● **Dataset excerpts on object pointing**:
━━━━━━━━━━━━━━━━━━━━━━━━━━━━━━
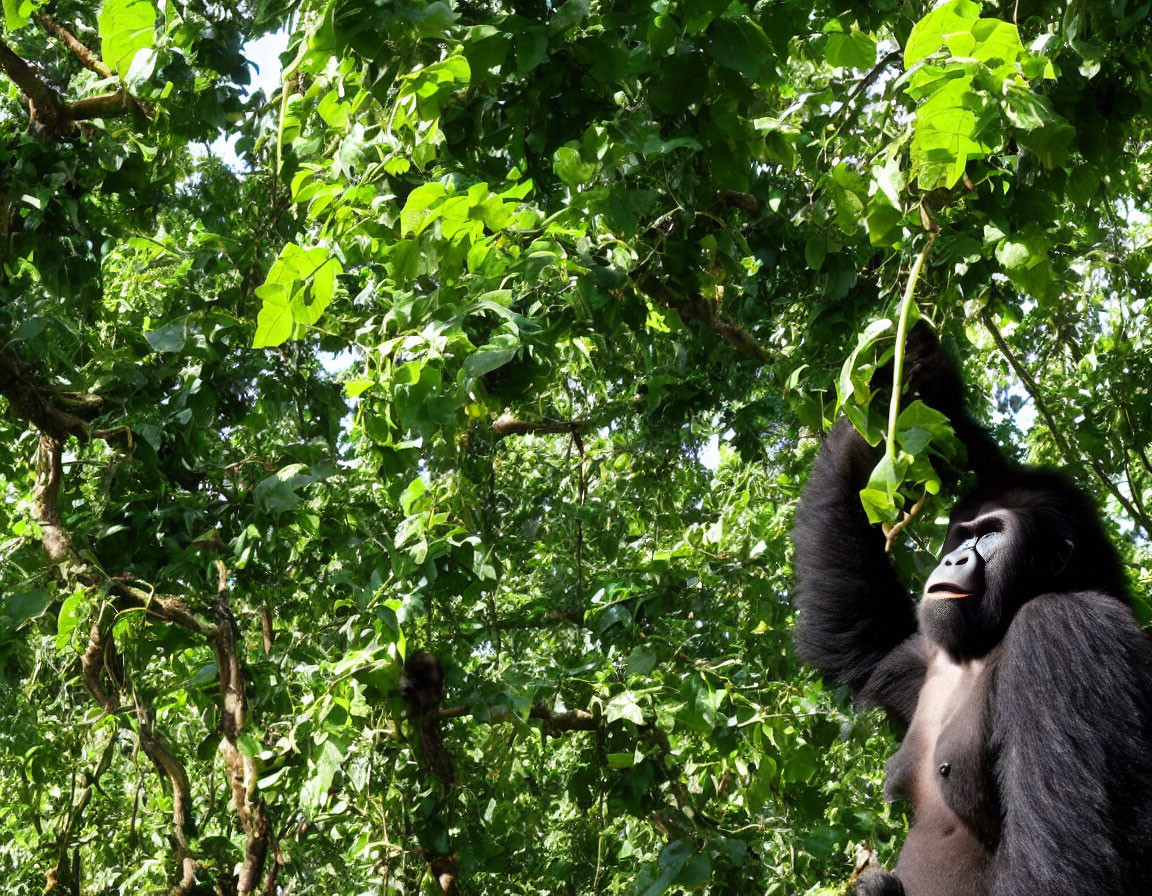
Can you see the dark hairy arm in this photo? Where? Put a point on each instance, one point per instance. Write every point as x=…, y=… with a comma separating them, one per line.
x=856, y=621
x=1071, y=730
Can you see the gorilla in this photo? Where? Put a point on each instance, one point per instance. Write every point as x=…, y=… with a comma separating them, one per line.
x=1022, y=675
━━━━━━━━━━━━━━━━━━━━━━━━━━━━━━
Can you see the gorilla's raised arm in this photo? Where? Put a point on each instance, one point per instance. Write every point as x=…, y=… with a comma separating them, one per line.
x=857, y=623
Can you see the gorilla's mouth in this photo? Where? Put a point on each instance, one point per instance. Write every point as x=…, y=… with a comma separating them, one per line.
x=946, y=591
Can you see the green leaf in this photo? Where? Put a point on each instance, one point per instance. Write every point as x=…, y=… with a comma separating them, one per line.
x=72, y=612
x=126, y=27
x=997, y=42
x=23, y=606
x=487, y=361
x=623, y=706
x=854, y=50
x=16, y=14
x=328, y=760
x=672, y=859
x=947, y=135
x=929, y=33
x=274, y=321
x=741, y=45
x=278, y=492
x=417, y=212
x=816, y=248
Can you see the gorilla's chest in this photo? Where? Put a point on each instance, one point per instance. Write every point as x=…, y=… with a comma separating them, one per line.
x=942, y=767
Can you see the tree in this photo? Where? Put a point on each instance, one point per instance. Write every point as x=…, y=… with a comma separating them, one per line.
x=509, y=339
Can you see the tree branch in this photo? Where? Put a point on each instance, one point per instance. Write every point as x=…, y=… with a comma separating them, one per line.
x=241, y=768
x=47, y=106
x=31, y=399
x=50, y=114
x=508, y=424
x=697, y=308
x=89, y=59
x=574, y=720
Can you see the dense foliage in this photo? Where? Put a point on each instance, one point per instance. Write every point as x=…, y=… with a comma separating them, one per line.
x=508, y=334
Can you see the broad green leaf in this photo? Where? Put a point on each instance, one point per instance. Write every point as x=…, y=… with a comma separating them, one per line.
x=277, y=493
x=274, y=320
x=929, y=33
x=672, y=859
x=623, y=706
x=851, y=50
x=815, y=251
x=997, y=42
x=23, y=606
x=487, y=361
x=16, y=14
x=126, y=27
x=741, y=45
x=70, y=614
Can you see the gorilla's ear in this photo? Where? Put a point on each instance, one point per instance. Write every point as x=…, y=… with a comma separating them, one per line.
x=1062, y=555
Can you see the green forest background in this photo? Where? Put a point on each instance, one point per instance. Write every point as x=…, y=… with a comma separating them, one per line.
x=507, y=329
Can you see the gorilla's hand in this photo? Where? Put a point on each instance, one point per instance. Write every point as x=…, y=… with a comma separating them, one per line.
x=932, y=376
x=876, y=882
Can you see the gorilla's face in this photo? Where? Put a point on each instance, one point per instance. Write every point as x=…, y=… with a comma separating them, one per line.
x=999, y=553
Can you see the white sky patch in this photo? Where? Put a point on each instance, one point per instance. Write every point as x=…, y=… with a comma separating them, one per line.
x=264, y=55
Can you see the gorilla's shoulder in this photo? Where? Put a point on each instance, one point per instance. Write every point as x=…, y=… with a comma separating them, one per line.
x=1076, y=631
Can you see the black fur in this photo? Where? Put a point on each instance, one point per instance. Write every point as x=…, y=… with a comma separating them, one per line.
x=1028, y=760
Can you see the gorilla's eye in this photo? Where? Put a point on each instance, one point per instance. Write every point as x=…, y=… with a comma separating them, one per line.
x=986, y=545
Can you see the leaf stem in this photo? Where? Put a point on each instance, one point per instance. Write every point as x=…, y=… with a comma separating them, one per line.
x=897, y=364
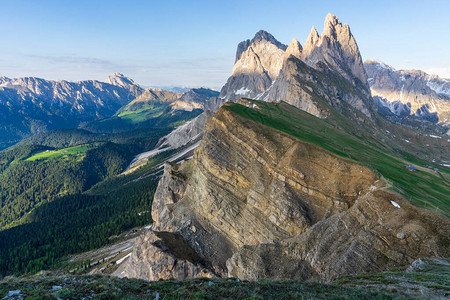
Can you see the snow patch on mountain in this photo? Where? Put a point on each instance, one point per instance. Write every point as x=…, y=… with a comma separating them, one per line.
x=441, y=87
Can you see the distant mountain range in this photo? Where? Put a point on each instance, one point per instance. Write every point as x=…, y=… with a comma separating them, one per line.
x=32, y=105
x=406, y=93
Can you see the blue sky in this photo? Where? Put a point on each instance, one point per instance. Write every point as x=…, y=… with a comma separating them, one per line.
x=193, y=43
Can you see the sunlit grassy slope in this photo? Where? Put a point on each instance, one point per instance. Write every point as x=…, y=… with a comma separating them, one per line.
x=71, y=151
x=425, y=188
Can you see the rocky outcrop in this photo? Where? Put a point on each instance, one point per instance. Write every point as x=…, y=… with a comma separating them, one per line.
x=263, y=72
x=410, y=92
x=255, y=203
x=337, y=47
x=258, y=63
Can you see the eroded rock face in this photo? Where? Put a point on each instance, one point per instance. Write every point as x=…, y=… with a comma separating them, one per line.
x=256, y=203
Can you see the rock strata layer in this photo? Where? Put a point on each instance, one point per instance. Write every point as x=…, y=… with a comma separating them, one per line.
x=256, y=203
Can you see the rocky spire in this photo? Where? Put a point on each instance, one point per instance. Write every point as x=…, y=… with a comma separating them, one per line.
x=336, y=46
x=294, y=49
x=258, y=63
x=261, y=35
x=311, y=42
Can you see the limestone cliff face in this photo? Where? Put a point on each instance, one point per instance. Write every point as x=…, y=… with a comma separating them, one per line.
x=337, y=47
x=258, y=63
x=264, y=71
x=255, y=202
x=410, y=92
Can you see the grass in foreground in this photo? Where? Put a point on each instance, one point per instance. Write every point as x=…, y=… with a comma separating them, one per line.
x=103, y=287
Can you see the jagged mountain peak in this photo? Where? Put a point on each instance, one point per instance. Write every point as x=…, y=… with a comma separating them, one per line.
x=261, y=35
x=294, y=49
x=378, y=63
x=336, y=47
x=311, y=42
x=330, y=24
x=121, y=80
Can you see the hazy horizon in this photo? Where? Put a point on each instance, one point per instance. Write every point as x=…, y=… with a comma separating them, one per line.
━━━━━━━━━━━━━━━━━━━━━━━━━━━━━━
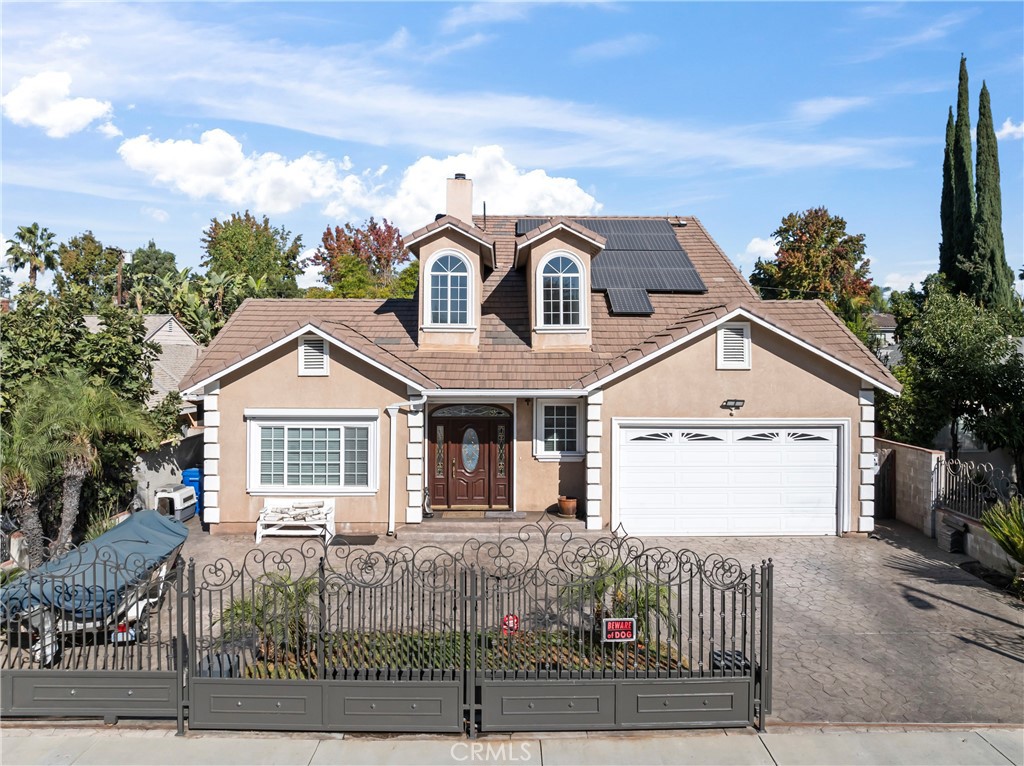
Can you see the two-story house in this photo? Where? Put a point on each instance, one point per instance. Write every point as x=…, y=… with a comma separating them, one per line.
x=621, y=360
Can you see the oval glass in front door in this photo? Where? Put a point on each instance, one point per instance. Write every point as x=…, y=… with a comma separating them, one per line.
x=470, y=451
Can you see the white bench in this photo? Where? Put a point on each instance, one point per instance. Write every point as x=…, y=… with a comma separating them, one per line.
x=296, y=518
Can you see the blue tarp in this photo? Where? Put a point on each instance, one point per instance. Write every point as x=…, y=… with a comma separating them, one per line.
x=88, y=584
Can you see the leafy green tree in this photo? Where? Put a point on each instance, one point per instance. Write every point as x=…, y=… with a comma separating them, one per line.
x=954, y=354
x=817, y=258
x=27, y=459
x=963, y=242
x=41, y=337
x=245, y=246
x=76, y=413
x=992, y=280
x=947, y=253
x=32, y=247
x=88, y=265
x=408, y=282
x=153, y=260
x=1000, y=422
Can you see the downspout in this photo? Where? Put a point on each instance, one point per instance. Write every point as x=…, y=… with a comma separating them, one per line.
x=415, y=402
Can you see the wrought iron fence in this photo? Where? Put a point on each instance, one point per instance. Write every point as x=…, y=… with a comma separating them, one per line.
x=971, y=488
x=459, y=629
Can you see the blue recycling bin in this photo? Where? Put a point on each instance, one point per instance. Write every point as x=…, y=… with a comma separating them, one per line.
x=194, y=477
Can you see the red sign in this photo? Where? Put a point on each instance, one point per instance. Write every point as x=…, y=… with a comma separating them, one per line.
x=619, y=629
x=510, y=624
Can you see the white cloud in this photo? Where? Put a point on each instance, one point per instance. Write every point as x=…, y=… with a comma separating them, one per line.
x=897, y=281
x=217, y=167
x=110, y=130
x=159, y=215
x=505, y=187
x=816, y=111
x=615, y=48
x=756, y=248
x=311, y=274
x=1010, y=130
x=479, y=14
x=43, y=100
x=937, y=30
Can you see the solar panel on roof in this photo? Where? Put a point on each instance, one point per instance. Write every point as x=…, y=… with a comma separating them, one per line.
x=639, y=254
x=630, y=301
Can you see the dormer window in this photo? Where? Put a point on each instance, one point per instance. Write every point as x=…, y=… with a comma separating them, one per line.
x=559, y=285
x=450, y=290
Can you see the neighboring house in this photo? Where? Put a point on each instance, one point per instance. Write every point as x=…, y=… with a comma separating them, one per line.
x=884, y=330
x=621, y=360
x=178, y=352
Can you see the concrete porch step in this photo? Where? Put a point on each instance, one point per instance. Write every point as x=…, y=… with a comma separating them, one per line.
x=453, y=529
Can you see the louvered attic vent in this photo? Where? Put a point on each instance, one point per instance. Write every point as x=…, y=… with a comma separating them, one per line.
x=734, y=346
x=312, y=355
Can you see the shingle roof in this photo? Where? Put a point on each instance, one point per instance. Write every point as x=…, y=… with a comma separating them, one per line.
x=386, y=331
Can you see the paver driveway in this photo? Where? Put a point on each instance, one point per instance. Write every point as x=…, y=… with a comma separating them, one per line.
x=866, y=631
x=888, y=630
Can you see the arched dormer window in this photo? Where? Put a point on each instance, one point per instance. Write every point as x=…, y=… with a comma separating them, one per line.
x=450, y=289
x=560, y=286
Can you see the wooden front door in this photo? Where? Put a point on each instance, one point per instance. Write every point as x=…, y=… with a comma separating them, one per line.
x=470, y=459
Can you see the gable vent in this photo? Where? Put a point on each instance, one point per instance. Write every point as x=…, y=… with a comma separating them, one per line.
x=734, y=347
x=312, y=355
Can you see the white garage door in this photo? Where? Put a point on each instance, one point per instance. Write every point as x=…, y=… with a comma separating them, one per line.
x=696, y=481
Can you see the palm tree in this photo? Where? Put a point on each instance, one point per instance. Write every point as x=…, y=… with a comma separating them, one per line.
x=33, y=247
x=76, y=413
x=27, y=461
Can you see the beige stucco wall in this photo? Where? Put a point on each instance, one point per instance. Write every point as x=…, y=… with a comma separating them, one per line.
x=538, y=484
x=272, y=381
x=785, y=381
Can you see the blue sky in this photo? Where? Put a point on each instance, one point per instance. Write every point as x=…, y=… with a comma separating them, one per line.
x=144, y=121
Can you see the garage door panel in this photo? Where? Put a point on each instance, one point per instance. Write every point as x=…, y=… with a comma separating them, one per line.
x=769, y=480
━━━━━━━━━━━━━━━━━━━━━━━━━━━━━━
● **What the task asks**: Can you copy the material above word for word, starting at the line that contains "Can you see the gorilla's chest" and stopping after the line that contains "x=509, y=339"?

● **Answer to this exercise**:
Can you see the gorilla's chest in this photo? Where? Put a point on each instance, one point per instance. Write every point as x=…, y=… with a comma separating them, one per line.
x=942, y=767
Can you see the tree in this photo? Where? Put a point on each instance, one point per instance. Write every point as x=…, y=… with a comma separating them, one per line.
x=509, y=339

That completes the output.